> _GIVEN PROBLEM A_
Collect every line in the entries below that contains the string "white". Case counts.

··· TEXT EXCERPT

Would Jesus Wear Skinny Jeans?

4 principles for the fusion of church and culture

Would Jesus wear skinny jeans and a cardigan while listening to Mumford? Or would he continue rocking the traditional Jewish garb of his day? Perhaps he would only wear Ralph Lauren and listen exclusively to K-love. Or maybe he would wear a suit and prefer hymns.

The modern day church is fraught with controversy surrounding the fusion of church and culture. Many well- meaning people from diverse perspectives land in a variety of positions on polarizing issues -- and rightfully so since there is no clear line between what is sacred and secular. I would propose that we stop making this distinction all together. Labeling some areas of our lives ‘sacred’ and others ‘secular’ is a new idea in the scope of things. It is a dangerous idea too because it practically forces us into double standards. It encourages us to live in an unnatural state of tension, nervously trying to put everything we encounter into a nicely labeled box.

In order to address this huge issue, I must zoom in on a part of it so I will address ‘art’ in this post. The tension is thick here. Many Christians are opposed to the creation and spreading of art that is not ‘sacred’? But this tension arises from a worldview that views art as primarily ‘secular’ and which seems to inform a large portion of the American church.

To zoom in even closer, I have chosen to look at the debates that often arise in a microcosm called “worship services”. Many people are hesitant to integrate ‘secular things’ into these services. Should the stage set and its people look similar to a Coldplay show? Or should the church be completely disconnected from the cultural norms? What principles should govern how we interact with these things? The 3 artistic expressions I address below will hopefully give us clarity on the larger issue at stake here: how integrated should the church be with the surrounding culture?


Many people believe theatrical lighting makes the worship service feel more like a show or performance than a genuine atmosphere for worship. I understand this. The objects of worship are not the instrumentalists on stage. Yet, I seriously disagree with the idea that colored light shows are secular. After all, who designed “blue”? Whose idea was it to give humans eyes to experience color? Why isn’t everything in black and white? Who made specific colors trigger certain emotions within us? Have you ever seen a sunset over water? The Northern Lights? When God imagined His canvas, it was covered with brilliant and radiant colors that stimulate something beautiful within us -- and God Himself set it there. Why should our eyes not be allowed to worship along with our hearts, hands, and mouths?

······
··· RECORDS TO USE

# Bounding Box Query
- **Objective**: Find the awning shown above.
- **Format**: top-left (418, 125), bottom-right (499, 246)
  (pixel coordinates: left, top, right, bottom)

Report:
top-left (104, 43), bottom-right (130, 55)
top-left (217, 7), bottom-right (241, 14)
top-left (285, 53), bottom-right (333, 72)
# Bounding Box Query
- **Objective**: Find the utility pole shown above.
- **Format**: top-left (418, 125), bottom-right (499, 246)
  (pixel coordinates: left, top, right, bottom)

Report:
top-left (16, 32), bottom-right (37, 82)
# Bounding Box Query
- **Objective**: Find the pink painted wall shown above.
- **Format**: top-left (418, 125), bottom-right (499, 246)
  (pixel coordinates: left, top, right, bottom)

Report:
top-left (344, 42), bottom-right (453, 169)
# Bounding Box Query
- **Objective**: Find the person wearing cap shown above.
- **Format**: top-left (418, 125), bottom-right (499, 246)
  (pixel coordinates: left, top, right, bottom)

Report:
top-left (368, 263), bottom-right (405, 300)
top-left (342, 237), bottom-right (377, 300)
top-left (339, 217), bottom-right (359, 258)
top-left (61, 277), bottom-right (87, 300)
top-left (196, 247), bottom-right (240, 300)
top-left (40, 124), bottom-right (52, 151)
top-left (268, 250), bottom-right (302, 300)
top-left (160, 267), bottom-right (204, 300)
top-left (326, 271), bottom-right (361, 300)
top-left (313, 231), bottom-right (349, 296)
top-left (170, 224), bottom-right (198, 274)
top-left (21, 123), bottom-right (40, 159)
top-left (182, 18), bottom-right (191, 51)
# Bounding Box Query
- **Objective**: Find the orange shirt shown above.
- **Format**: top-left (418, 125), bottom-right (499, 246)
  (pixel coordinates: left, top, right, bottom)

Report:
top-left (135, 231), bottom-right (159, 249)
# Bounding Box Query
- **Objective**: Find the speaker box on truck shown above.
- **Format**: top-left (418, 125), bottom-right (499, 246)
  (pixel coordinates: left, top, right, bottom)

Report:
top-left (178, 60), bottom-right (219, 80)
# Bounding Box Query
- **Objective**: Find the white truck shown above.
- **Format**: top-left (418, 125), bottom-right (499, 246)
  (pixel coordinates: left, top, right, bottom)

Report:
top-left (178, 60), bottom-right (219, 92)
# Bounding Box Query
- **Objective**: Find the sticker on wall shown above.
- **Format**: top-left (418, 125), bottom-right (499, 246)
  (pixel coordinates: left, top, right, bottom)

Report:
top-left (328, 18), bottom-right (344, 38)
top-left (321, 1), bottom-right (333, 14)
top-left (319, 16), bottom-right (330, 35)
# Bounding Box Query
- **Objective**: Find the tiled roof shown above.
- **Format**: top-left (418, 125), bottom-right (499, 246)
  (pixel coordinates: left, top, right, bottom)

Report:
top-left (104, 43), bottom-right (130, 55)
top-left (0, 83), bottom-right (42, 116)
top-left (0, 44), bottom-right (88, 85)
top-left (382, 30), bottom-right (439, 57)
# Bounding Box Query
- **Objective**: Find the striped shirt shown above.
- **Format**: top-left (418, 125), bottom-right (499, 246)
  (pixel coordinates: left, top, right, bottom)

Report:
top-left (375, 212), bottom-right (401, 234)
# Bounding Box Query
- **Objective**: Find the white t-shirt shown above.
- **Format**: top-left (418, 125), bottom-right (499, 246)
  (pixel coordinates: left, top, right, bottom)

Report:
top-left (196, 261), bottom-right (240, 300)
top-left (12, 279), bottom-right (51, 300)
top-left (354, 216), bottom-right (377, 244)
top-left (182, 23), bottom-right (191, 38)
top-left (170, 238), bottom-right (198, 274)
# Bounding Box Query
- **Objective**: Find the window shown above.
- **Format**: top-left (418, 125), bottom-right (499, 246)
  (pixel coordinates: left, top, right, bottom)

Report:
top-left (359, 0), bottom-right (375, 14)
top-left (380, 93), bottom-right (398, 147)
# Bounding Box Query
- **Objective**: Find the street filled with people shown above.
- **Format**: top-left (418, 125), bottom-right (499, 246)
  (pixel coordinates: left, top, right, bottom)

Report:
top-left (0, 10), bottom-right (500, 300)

······

> _GIVEN PROBLEM B_
Summarize the essay on church and culture above in two sentences.

> _CORRECT RESULT A_
- **Objective**: Find the white truck shown above.
- **Objective**: Find the white t-shirt shown above.

> _CORRECT RESULT B_
The author proposes dropping the split between "sacred" and "secular," calling it a new and dangerous idea that forces double standards and constant tension. Narrowing the question to art in worship services, the author grants that performers on stage are not the objects of worship but rejects the view that colored light shows are secular, since God created color and gave people eyes to experience it.